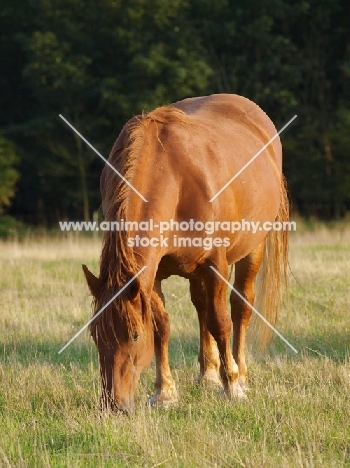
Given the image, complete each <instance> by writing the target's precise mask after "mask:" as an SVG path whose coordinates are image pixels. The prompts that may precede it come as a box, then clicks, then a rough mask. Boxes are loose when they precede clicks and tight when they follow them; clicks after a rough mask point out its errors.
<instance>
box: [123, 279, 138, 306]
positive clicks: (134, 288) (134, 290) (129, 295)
mask: <svg viewBox="0 0 350 468" xmlns="http://www.w3.org/2000/svg"><path fill="white" fill-rule="evenodd" d="M131 278H132V276H131V277H130V278H129V280H128V281H130V279H131ZM140 287H141V284H140V280H139V279H138V278H135V279H134V280H133V281H132V283H130V284H129V286H128V288H127V290H126V293H127V298H128V299H129V301H132V300H133V299H135V297H136V296H137V294H138V293H139V291H140Z"/></svg>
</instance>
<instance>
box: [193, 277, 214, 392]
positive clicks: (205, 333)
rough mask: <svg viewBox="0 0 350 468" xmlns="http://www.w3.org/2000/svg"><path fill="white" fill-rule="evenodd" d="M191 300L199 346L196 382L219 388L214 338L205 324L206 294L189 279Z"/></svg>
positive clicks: (208, 385) (205, 314)
mask: <svg viewBox="0 0 350 468" xmlns="http://www.w3.org/2000/svg"><path fill="white" fill-rule="evenodd" d="M190 293H191V300H192V303H193V305H194V306H195V308H196V310H197V314H198V321H199V332H200V345H199V354H198V362H199V369H200V370H199V376H198V381H199V382H204V383H205V384H207V385H208V386H210V387H221V382H220V379H219V375H218V371H219V366H220V359H219V352H218V348H217V345H216V342H215V340H214V338H213V337H212V336H211V334H210V333H209V331H208V328H207V324H206V313H207V293H206V289H205V286H204V283H203V281H202V280H200V279H190Z"/></svg>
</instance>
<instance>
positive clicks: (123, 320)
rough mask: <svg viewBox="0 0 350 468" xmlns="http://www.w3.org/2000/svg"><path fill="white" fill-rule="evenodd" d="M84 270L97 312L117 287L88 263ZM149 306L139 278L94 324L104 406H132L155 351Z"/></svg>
mask: <svg viewBox="0 0 350 468" xmlns="http://www.w3.org/2000/svg"><path fill="white" fill-rule="evenodd" d="M83 270H84V274H85V277H86V281H87V283H88V286H89V288H90V291H91V293H92V295H93V296H94V298H95V314H98V312H99V311H100V310H101V309H102V308H103V307H104V306H105V305H106V304H107V303H108V302H109V301H110V300H111V299H112V298H113V296H114V295H115V294H116V293H117V292H118V290H114V291H110V288H108V287H107V285H105V284H103V283H102V282H101V281H100V279H98V278H96V277H95V276H94V275H93V274H92V273H91V272H90V271H89V270H88V269H87V267H86V266H85V265H83ZM129 279H130V278H129ZM149 307H150V306H149V304H148V303H147V299H146V297H145V295H144V293H143V292H142V290H141V288H140V283H139V281H138V278H136V279H135V280H134V281H133V282H132V283H131V284H130V287H129V288H128V289H127V290H126V291H124V293H122V294H121V295H120V296H118V297H117V298H116V300H114V301H112V302H111V304H109V305H108V306H107V307H106V308H105V309H104V310H103V311H102V312H101V313H100V314H99V315H98V316H97V317H96V320H94V321H93V322H92V324H91V328H90V329H91V334H92V336H93V339H94V341H95V343H96V346H97V348H98V353H99V360H100V371H101V378H102V400H101V406H102V408H108V407H109V408H112V409H118V410H121V411H126V412H129V411H131V410H132V409H133V405H134V395H135V392H136V387H137V383H138V381H139V378H140V374H141V372H142V370H143V369H145V368H146V367H147V366H148V365H149V364H150V362H151V360H152V358H153V354H154V337H153V323H152V319H151V314H150V312H149V310H150V309H149Z"/></svg>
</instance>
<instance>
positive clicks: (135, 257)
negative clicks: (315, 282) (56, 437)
mask: <svg viewBox="0 0 350 468" xmlns="http://www.w3.org/2000/svg"><path fill="white" fill-rule="evenodd" d="M275 135H276V129H275V127H274V125H273V123H272V122H271V120H270V119H269V117H268V116H267V115H266V114H265V113H264V112H263V111H262V110H261V109H260V107H259V106H257V105H256V104H255V103H253V102H251V101H250V100H248V99H246V98H244V97H241V96H237V95H230V94H217V95H212V96H205V97H198V98H192V99H185V100H183V101H180V102H176V103H175V104H171V105H169V106H163V107H160V108H157V109H155V110H154V111H152V112H150V113H148V114H143V115H141V116H137V117H134V118H132V119H131V120H130V121H129V122H127V124H126V125H125V126H124V128H123V129H122V131H121V133H120V135H119V137H118V139H117V140H116V142H115V144H114V146H113V148H112V151H111V153H110V156H109V163H110V164H111V165H112V166H113V167H114V168H115V169H116V170H117V171H118V172H119V173H120V174H121V175H122V176H123V178H124V179H123V178H120V176H119V175H118V174H117V173H116V172H115V171H113V170H112V169H111V167H109V166H108V165H106V166H105V168H104V170H103V173H102V176H101V193H102V208H103V213H104V216H105V221H106V222H109V223H112V222H114V226H115V227H116V229H115V230H112V229H111V230H109V231H108V232H105V234H104V239H103V248H102V254H101V262H100V274H99V277H98V278H97V277H95V276H94V275H93V274H92V273H91V272H90V271H89V270H88V269H87V267H86V266H85V265H83V269H84V273H85V276H86V280H87V283H88V286H89V288H90V290H91V292H92V294H93V296H94V305H95V314H96V313H97V312H98V311H99V310H100V309H101V308H102V307H104V306H106V305H107V303H108V302H109V301H111V299H112V298H113V296H115V295H116V293H117V292H118V291H119V290H120V289H121V288H122V287H123V286H124V285H125V284H126V283H127V282H129V281H130V280H131V279H132V278H133V277H134V276H135V275H136V274H137V273H138V272H139V271H140V270H141V269H142V267H146V268H145V269H144V270H143V271H142V273H141V274H140V275H139V276H138V277H137V278H136V279H134V281H132V282H131V283H130V286H129V287H128V288H126V289H125V291H123V293H121V294H120V295H119V296H118V297H116V299H115V300H113V301H112V302H111V303H110V304H109V305H108V306H107V307H106V308H105V310H104V311H103V312H102V313H101V314H100V315H98V317H96V319H95V320H94V321H93V322H92V324H91V334H92V337H93V339H94V341H95V343H96V345H97V347H98V353H99V361H100V371H101V378H102V397H101V403H102V406H103V407H106V408H113V409H119V410H122V411H130V410H131V409H132V408H133V404H134V395H135V391H136V387H137V383H138V381H139V377H140V374H141V372H142V370H143V369H144V368H145V367H147V366H148V365H149V364H150V362H151V360H152V358H153V355H154V354H155V358H156V380H155V393H154V395H153V396H152V398H151V400H150V403H151V404H155V405H162V406H165V407H166V406H168V405H169V404H171V403H173V402H175V401H176V400H177V391H176V386H175V382H174V379H173V377H172V375H171V371H170V368H169V361H168V342H169V336H170V325H169V318H168V315H167V313H166V312H165V309H164V296H163V294H162V290H161V282H162V280H163V279H165V278H168V277H169V276H171V275H179V276H182V277H184V278H187V279H188V280H189V283H190V294H191V300H192V303H193V304H194V306H195V308H196V310H197V314H198V320H199V330H200V349H199V357H198V360H199V365H200V376H199V378H200V380H203V381H205V382H209V383H217V382H218V381H219V378H220V379H221V383H222V386H223V388H224V391H225V393H226V395H227V396H228V397H229V398H230V399H232V400H237V399H240V398H242V399H243V398H246V395H245V390H246V386H247V366H246V362H245V355H244V347H245V336H246V328H247V325H248V322H249V319H250V317H251V314H252V310H251V308H250V307H249V306H248V305H247V304H246V303H245V302H244V301H243V300H242V299H241V298H240V297H239V296H238V295H237V294H236V293H235V292H234V291H232V292H231V295H230V304H231V318H230V317H229V314H228V311H227V305H226V289H227V288H226V284H225V282H224V281H223V280H222V278H220V277H219V276H218V274H217V272H219V273H220V274H221V275H222V276H223V277H224V278H226V279H227V278H228V276H229V265H235V280H234V288H235V289H236V290H237V291H238V292H239V293H240V294H241V295H242V296H243V297H244V298H246V300H247V301H249V303H250V304H253V303H254V297H255V292H256V294H257V299H258V302H256V303H255V304H256V307H257V308H258V310H259V311H260V313H262V314H263V315H264V316H265V318H266V319H267V320H269V321H270V323H272V324H274V323H275V322H276V318H277V312H278V308H279V305H280V283H281V276H282V273H283V272H284V273H285V272H286V264H287V251H288V238H287V233H286V232H284V231H278V232H277V231H272V230H271V231H270V232H269V233H268V232H267V231H266V230H263V229H262V228H261V227H259V229H257V230H256V232H253V231H252V230H248V229H247V227H246V226H245V228H243V229H241V230H238V231H236V232H232V231H233V229H229V228H228V227H229V226H233V225H234V226H237V223H238V222H239V223H241V222H242V220H249V221H254V222H255V223H256V222H258V223H260V224H259V226H263V223H264V222H270V223H273V222H274V221H276V220H279V221H286V220H288V219H289V216H288V198H287V195H286V190H285V183H284V177H283V175H282V169H281V166H282V149H281V143H280V140H279V138H278V137H277V138H275V139H274V140H273V142H271V143H270V144H269V145H268V146H267V147H266V149H265V150H264V151H263V152H262V153H261V154H260V155H259V157H257V158H256V159H255V160H254V161H253V162H252V163H251V164H250V165H248V166H247V167H246V168H245V169H244V171H242V172H241V173H240V174H239V175H238V176H237V177H236V178H235V180H234V181H233V182H232V183H230V184H229V185H228V186H227V187H226V188H225V190H223V191H222V192H221V193H220V194H219V195H218V196H216V197H215V195H216V194H217V192H218V191H220V189H221V188H222V187H223V186H225V184H227V182H228V181H229V180H230V179H231V178H232V177H233V176H234V175H235V174H237V173H238V172H239V171H240V170H241V169H242V167H244V166H245V165H246V164H247V163H248V161H250V159H251V158H252V157H253V156H254V155H255V154H256V153H257V152H258V151H259V150H260V149H261V148H262V147H263V146H264V145H266V144H267V143H268V142H269V140H270V139H271V138H272V137H273V136H275ZM126 180H127V181H128V182H129V183H130V184H131V185H132V186H133V187H134V188H135V189H136V190H137V192H139V193H137V192H136V191H135V190H133V189H132V188H131V187H130V185H129V184H127V183H126ZM139 194H142V196H143V197H144V198H145V199H146V200H147V201H145V200H144V199H142V198H141V197H140V196H139ZM150 220H152V222H153V225H152V226H151V222H150ZM127 222H128V223H129V224H128V228H127V229H123V226H127ZM123 223H124V224H123ZM130 223H133V224H130ZM201 223H202V224H203V225H204V226H206V227H207V229H200V228H201V226H202V224H201ZM208 223H209V224H208ZM232 223H236V224H232ZM111 226H112V224H111ZM191 226H192V228H191ZM208 226H209V228H208ZM147 227H148V230H145V229H146V228H147ZM179 227H180V228H179ZM242 227H243V226H242ZM166 228H167V229H166ZM182 228H183V229H182ZM186 228H187V229H186ZM213 228H214V230H215V232H214V230H213ZM185 231H186V232H185ZM137 236H139V237H137ZM180 237H181V239H180ZM137 239H138V240H137ZM211 267H214V268H215V270H216V271H214V270H213V268H211ZM260 267H261V271H260V273H259V275H258V277H257V281H255V291H254V280H255V278H256V275H257V273H258V271H259V269H260ZM231 319H232V320H231ZM232 323H233V332H234V340H233V349H232V351H231V346H230V336H231V332H232ZM263 329H264V326H263V325H262V326H261V329H260V331H261V333H260V335H263V336H262V341H266V340H267V338H268V337H267V335H268V332H266V329H264V330H263Z"/></svg>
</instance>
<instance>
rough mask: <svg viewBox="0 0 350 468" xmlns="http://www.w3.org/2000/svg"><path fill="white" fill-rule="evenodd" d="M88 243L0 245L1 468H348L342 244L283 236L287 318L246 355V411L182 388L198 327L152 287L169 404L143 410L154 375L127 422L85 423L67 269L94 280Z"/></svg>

Task details
Copy every line from the listing above that contains the word "positive", keeping each line intact.

Output of the task
positive clicks: (134, 288) (134, 290) (129, 295)
positive clicks: (205, 333)
positive clicks: (208, 385) (205, 314)
positive clicks: (123, 320)
positive clicks: (135, 257)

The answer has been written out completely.